[Data entries]
───

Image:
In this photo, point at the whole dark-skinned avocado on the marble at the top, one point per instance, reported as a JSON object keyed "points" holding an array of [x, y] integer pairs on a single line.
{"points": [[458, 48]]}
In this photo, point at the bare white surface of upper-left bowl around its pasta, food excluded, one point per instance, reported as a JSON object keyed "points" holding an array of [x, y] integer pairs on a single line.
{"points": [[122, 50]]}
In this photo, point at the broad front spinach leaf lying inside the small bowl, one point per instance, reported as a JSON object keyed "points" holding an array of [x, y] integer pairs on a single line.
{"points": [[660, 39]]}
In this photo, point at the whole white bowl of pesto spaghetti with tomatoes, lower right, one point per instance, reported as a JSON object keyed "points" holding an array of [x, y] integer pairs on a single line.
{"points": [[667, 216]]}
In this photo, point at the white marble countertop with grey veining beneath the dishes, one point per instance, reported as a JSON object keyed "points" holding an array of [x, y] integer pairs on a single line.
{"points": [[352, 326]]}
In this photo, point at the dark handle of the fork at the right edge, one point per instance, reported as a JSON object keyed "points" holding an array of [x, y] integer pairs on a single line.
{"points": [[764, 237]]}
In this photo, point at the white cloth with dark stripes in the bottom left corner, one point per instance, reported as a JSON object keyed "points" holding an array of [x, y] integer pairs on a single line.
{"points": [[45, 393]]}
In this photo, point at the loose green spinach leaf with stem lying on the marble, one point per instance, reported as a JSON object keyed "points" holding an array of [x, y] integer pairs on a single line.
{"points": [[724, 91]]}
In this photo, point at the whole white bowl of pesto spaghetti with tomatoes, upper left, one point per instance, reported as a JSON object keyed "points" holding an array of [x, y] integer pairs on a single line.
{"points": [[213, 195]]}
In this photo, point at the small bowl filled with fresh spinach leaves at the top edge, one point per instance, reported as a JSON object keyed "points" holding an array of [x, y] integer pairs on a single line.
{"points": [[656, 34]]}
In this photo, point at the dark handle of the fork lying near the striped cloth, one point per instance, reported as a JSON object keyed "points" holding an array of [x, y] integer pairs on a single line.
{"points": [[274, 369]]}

───

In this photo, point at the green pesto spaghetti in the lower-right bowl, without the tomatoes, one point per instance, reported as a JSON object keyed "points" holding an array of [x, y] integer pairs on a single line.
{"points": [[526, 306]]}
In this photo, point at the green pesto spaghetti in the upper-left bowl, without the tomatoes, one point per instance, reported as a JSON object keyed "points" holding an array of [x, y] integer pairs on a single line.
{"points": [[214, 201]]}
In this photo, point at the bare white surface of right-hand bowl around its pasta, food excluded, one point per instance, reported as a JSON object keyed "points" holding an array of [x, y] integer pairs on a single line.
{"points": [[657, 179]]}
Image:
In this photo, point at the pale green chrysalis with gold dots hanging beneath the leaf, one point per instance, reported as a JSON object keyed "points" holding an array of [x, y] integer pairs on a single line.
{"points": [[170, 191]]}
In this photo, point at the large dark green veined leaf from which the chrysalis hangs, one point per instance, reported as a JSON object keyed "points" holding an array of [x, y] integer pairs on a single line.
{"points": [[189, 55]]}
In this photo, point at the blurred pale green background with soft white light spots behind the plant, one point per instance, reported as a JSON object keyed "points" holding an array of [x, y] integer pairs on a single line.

───

PROMPT - Of the lines above, retype only those from the line containing "In this photo, point at the large" through the line containing "In this photo, point at the blurred", including both, exactly.

EXERCISE RESULT -
In this photo, point at the large dark green veined leaf from which the chrysalis hangs, one point per instance, reported as a JSON object keyed "points" holding an array of [x, y] integer pairs on a single line.
{"points": [[189, 55]]}
In this photo, point at the blurred pale green background with soft white light spots behind the plant, one point per instance, reported as a JSON object keyed "points" holding an array of [x, y] integer pairs on a single line.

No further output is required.